* [SELECTED PASSAGE]:
■ ■ ■ ■ ■

When it comes to medical error, unfortunately, some are human induced. Human casualties may happen because no person is completely perfect, but it is crucial that we take steps to prevent errors from happening at all. “How can we keep track of how long a person is working after the last patient is seen? So they’re better rested the next day?” questions Dr. Privitera.
To Dr. Abdulelah Alhawsawi, focusing more on systems than individuals in the system may be a viable solution. In healthcare, there’s a larger focus on individuals in the system. “That’s another area that we could learn from [other] industries,” he says.
Human errors could lead to “pointing fingers”- but in general, patient safety is not a simple black-and-white situation. On this topic, Dr. Privitera raised the point of “just the whole idea of not placing blame, but just to that effect, that it can happen.”
Continuing on with the discussion of the individual, Dr. Privitera agreed on how there was much emphasis on the individual and the widely circulated idea that it’s simply on the individual’s error and ultimately their fault to bear. “But what about all the how upstream decisions may have affected resources?” asks Dr. Privitera, raising a thought-provoking question.
Ultimately, patient safety also comes in hand with “diffusing the issue of blame,” and as Dr. Privitera best put it, “realize this is human nature.” “We’re all in the human club. So this can happen,” he remarked.

■ ■ ■ ■ ■

* [DATASET EXCERPTS]:
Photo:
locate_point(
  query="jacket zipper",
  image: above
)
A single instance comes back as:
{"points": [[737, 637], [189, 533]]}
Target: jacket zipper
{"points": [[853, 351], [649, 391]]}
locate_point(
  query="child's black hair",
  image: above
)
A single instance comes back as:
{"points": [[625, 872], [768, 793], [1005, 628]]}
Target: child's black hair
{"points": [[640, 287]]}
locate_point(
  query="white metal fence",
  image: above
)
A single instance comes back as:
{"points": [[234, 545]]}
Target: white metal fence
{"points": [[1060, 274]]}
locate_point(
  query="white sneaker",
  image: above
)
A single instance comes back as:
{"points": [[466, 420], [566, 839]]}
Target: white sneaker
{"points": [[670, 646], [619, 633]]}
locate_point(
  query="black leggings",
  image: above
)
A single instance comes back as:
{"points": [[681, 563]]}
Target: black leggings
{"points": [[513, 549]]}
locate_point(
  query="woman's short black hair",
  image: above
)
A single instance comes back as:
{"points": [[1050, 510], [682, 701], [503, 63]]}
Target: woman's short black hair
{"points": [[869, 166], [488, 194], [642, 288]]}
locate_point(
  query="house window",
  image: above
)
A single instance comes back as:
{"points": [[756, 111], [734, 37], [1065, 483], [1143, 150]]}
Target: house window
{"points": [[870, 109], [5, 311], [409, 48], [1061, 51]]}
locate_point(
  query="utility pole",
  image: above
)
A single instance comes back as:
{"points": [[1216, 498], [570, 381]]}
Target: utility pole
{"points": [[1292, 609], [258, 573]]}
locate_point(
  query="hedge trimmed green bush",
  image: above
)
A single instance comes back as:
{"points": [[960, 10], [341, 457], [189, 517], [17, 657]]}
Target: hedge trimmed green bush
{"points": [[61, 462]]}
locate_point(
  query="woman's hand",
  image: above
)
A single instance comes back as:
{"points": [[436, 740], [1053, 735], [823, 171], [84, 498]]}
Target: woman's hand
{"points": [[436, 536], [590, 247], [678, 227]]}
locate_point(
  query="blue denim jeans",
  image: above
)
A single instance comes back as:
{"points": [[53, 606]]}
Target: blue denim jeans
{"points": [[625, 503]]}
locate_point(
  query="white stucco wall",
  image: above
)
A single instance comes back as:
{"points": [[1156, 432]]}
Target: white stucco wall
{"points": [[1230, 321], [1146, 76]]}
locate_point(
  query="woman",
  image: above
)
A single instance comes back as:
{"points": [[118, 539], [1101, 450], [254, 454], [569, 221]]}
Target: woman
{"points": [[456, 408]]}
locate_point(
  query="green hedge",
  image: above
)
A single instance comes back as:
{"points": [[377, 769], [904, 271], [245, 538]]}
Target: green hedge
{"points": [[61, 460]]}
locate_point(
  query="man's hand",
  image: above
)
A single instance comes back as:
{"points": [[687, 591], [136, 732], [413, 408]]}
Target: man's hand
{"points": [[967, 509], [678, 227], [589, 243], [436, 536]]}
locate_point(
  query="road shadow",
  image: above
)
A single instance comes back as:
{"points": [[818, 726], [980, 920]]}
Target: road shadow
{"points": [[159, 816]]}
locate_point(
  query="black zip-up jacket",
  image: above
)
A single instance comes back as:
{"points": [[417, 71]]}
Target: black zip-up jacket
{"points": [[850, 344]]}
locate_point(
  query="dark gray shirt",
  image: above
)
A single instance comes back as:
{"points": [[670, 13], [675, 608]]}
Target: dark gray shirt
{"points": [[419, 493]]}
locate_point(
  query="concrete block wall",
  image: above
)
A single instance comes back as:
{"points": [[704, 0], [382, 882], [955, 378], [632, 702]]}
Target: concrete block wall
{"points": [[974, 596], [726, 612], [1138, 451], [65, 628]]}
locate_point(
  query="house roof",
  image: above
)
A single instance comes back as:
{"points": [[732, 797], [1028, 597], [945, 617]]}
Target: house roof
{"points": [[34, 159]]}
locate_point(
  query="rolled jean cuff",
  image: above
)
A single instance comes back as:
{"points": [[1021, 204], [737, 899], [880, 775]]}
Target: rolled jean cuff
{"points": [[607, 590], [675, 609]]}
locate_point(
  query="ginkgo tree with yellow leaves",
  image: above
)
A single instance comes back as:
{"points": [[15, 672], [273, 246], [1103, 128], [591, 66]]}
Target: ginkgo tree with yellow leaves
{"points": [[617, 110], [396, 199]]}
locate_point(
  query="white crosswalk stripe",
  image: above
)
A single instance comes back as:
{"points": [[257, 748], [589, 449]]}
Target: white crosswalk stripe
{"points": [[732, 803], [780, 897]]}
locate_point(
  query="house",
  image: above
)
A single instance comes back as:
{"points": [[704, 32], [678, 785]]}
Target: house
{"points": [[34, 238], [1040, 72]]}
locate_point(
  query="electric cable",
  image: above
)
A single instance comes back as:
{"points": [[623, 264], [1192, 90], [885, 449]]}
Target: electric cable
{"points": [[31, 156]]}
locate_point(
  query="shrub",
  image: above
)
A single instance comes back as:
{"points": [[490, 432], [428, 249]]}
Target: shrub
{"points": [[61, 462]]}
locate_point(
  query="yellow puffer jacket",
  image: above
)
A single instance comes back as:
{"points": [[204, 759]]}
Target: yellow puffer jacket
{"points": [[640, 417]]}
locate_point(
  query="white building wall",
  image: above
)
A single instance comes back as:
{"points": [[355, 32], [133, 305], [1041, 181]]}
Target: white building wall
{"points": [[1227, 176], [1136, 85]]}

■ ■ ■ ■ ■

* [THE TASK]: Extend the piece on medical error and patient safety from its final sentence.

* [RESPONSE]:
When it comes to the aviation industry, the system is better structured than healthcare; from training interviewers going to areas of mishap or danger immediately, whereas healthcare has a three to four week delay of schedule, the aviation industry has further acted upon their patient safety concerns.
When asked about his experience in the aviation industry in regards to the system, Mr. Conradi shared that the aviation industry was able to harness much emphasis on simulation and simulated training. “We were able to embed that sort of culture every six months as pilots went through that particular emergency training and all the different scenarios,” he says.
Another point noticed was the fact that in aviation, most states only have one regulator. Compared to the Federal Aviation Administration (FAA) of the United States, Britain has a Civil Aviation Authority.
When coming into the field of healthcare, Mr. Conradi shared that he was surprised to see such a vast number of regulators. While the autonomy of various groups working as extended networks was an interesting concept, Mr. Conradi shared that it may potentially lay open space of mistakes to lead to harm.
Not only should systems be continually sought to be improved upon, accountability should be more seriously taken. “If we blame the system and process every time when there was preventable harm, that would almost be anarchy,” commented Dr. Mayer. With accountability, patient safety could be reduced in the future through actionable ideas. “We also as leaders have to be responsible and accountable to act on that and to ensure the safety of our patient population,” said Dr. Mayer.
Throughout this session, I was able to listen to different perspectives all over the world on their specific line of work and culture’s effect when it came to the healthcare system. It was truly enlightening to hear genuine questions raised in regards to the issue of patient safety and to hear potential ideas for the future as well.
With our continued advocacy and passion for patient safety, we have the power to influence the healthcare system for the better. As affirmed by this session, to move forward, we must take responsibility to support positive outcomes for patients and individuals.
A huge thank you to the panelists, Dr. Dave Mayer, Dr. Abdulelah Alhawsawi, Dr. Michael Privitera, and Mr. Keith Conradi! On behalf of the Patient Safety Movement Foundation, I sincerely appreciate your words and support.